§ Instructions to follow: Reproduce the entries starting at the very beginning and ending at the line that contains "column 117, row 304", swapping every "marker" for "pin" and changing nothing else. Leave the pictures out.

§ Raw data:

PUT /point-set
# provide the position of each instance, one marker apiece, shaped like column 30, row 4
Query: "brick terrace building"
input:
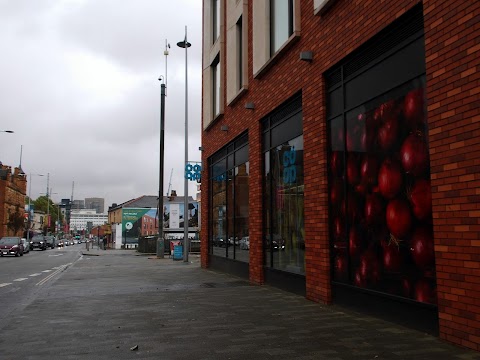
column 13, row 187
column 342, row 140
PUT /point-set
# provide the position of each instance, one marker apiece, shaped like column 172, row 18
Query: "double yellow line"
column 59, row 270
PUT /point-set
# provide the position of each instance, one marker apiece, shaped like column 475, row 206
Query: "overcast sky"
column 79, row 87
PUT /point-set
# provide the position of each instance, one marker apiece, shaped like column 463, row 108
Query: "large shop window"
column 229, row 174
column 284, row 226
column 379, row 172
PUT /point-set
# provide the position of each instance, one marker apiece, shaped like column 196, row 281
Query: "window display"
column 380, row 196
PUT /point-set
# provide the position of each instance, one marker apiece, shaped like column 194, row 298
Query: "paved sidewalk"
column 117, row 304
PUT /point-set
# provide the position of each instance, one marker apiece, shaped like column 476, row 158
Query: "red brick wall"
column 452, row 39
column 452, row 45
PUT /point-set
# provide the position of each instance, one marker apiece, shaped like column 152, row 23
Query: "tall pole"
column 185, row 180
column 48, row 204
column 160, row 244
column 29, row 210
column 29, row 205
column 185, row 44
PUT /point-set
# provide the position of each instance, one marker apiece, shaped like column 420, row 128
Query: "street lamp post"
column 29, row 204
column 160, row 244
column 185, row 45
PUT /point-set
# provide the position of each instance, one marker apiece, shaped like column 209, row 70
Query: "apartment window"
column 216, row 86
column 281, row 26
column 240, row 53
column 215, row 19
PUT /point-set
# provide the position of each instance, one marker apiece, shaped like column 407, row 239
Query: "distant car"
column 245, row 243
column 11, row 245
column 26, row 246
column 38, row 242
column 50, row 240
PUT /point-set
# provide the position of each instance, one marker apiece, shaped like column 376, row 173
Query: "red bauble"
column 369, row 170
column 414, row 154
column 336, row 193
column 390, row 178
column 374, row 209
column 353, row 174
column 388, row 133
column 338, row 228
column 392, row 257
column 399, row 218
column 355, row 242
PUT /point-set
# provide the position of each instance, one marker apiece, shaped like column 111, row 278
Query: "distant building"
column 13, row 185
column 80, row 218
column 95, row 203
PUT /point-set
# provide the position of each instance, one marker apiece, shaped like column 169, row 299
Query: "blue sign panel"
column 178, row 252
column 193, row 172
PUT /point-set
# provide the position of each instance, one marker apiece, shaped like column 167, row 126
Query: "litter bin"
column 178, row 252
column 160, row 248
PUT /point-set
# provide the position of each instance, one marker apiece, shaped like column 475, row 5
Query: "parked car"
column 50, row 240
column 38, row 242
column 11, row 245
column 245, row 243
column 26, row 246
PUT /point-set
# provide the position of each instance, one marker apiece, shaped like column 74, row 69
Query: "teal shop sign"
column 193, row 172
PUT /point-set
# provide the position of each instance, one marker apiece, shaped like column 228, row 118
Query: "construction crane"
column 170, row 183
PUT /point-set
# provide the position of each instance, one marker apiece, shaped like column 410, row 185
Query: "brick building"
column 342, row 139
column 13, row 185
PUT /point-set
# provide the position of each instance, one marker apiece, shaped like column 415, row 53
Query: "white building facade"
column 79, row 219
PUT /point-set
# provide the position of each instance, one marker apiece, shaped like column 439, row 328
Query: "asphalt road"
column 23, row 278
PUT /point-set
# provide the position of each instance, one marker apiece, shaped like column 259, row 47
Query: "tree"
column 15, row 220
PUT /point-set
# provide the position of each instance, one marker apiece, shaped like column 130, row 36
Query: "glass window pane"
column 286, row 240
column 280, row 23
column 219, row 209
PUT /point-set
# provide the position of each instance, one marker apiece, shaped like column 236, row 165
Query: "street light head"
column 182, row 44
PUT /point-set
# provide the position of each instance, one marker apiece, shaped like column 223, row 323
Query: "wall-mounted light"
column 306, row 56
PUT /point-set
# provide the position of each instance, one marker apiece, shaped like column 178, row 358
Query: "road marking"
column 58, row 271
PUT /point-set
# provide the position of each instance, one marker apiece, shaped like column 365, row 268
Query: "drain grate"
column 225, row 285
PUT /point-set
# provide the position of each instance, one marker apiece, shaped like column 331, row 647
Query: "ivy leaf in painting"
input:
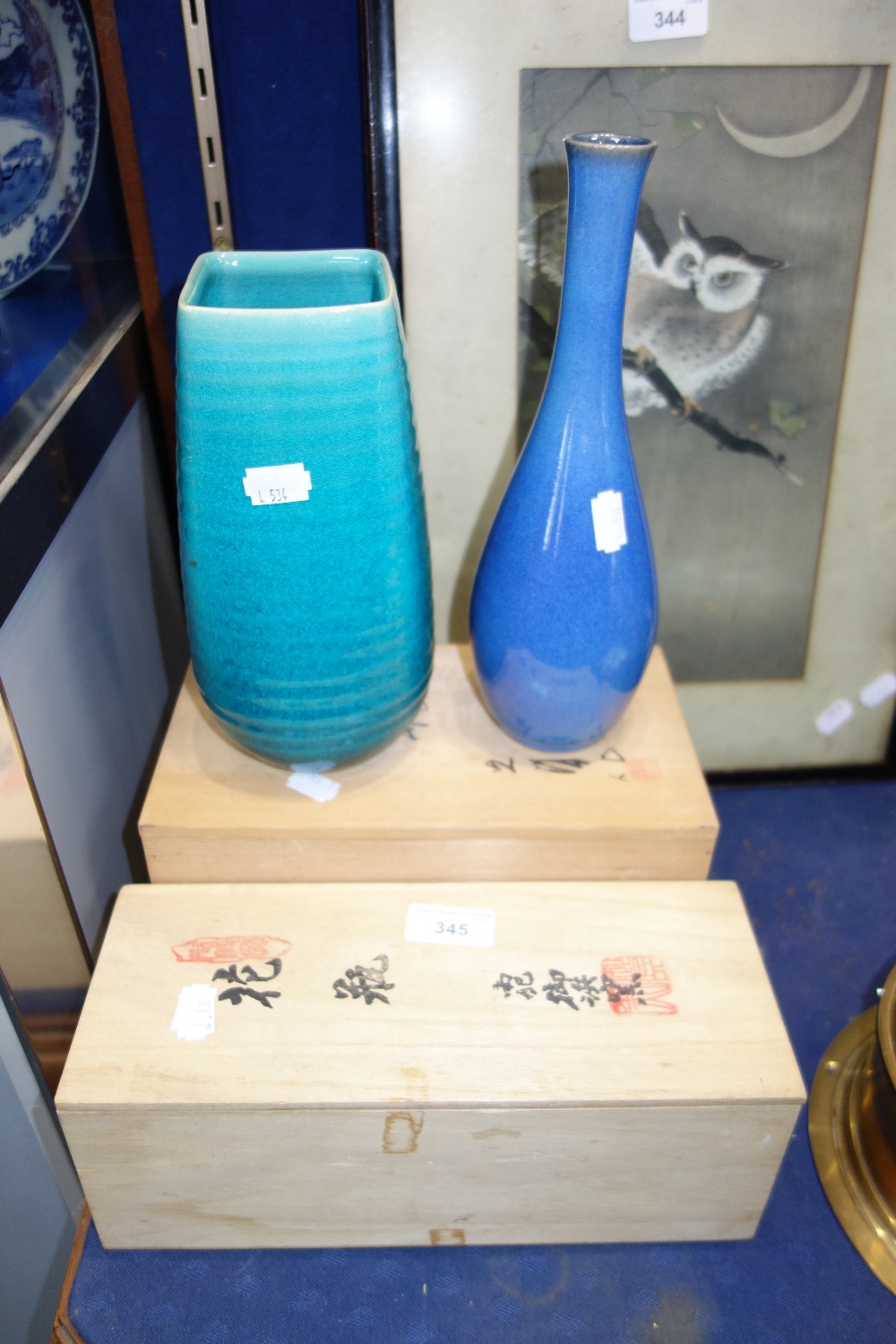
column 684, row 125
column 649, row 74
column 788, row 418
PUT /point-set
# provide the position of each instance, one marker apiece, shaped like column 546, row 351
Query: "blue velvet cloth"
column 815, row 866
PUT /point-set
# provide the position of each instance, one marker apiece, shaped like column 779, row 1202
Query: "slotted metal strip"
column 207, row 124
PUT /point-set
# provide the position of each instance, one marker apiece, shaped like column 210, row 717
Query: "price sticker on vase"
column 285, row 484
column 653, row 22
column 460, row 926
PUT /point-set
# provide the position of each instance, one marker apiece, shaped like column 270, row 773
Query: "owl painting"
column 692, row 308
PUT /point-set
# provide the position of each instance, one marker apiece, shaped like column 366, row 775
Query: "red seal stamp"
column 231, row 948
column 646, row 986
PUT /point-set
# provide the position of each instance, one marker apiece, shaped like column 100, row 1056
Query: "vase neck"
column 606, row 177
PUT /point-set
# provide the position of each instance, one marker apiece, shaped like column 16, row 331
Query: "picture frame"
column 457, row 81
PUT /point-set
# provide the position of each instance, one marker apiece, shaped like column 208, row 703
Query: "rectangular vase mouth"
column 287, row 281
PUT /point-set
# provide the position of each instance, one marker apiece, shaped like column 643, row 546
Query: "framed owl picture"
column 761, row 285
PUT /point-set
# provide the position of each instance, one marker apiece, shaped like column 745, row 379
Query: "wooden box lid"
column 452, row 798
column 589, row 995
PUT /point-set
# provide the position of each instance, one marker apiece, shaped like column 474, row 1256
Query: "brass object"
column 852, row 1131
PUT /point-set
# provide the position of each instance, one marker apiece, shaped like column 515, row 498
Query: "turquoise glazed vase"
column 564, row 607
column 303, row 531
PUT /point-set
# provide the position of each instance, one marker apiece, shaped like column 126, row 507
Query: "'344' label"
column 656, row 22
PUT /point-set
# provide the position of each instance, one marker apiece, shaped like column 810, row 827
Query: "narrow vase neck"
column 606, row 177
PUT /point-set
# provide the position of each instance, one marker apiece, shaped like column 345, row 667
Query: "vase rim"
column 607, row 140
column 290, row 266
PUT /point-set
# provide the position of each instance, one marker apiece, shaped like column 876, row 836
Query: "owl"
column 694, row 306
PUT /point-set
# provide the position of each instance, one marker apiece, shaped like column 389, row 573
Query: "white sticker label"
column 287, row 484
column 608, row 521
column 834, row 717
column 311, row 781
column 879, row 690
column 195, row 1012
column 462, row 926
column 650, row 21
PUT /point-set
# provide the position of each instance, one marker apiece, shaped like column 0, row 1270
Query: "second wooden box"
column 446, row 1064
column 452, row 798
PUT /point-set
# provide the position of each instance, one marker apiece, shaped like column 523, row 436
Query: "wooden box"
column 452, row 798
column 447, row 1064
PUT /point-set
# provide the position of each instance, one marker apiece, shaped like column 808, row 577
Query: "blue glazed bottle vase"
column 563, row 613
column 304, row 546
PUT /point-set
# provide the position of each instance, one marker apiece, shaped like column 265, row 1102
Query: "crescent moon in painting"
column 805, row 142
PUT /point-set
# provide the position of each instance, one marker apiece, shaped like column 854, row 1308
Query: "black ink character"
column 365, row 983
column 522, row 984
column 557, row 765
column 559, row 989
column 501, row 765
column 242, row 978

§ Response to the exercise:
PUT /point-set
# provide the position of each instance, one pin apiece, shaped like column 30, row 4
Query: "brick terrace building"
input:
column 13, row 187
column 342, row 140
PUT /point-set
# provide the position of each instance, one pin apiece, shaped like column 172, row 18
Query: "double yellow line"
column 59, row 270
PUT /point-set
# provide the position of each instance, one pin apiece, shaped like column 475, row 206
Query: "overcast sky"
column 79, row 87
PUT /point-set
# provide the position of each instance, one pin apiece, shaped like column 463, row 108
Query: "large shop window"
column 229, row 174
column 284, row 226
column 379, row 172
PUT /point-set
# provide the position of each instance, one pin apiece, shaped like column 196, row 281
Query: "window display"
column 380, row 196
PUT /point-set
# provide the position of each instance, one pin apiece, shaped like column 194, row 298
Query: "paved sidewalk"
column 117, row 304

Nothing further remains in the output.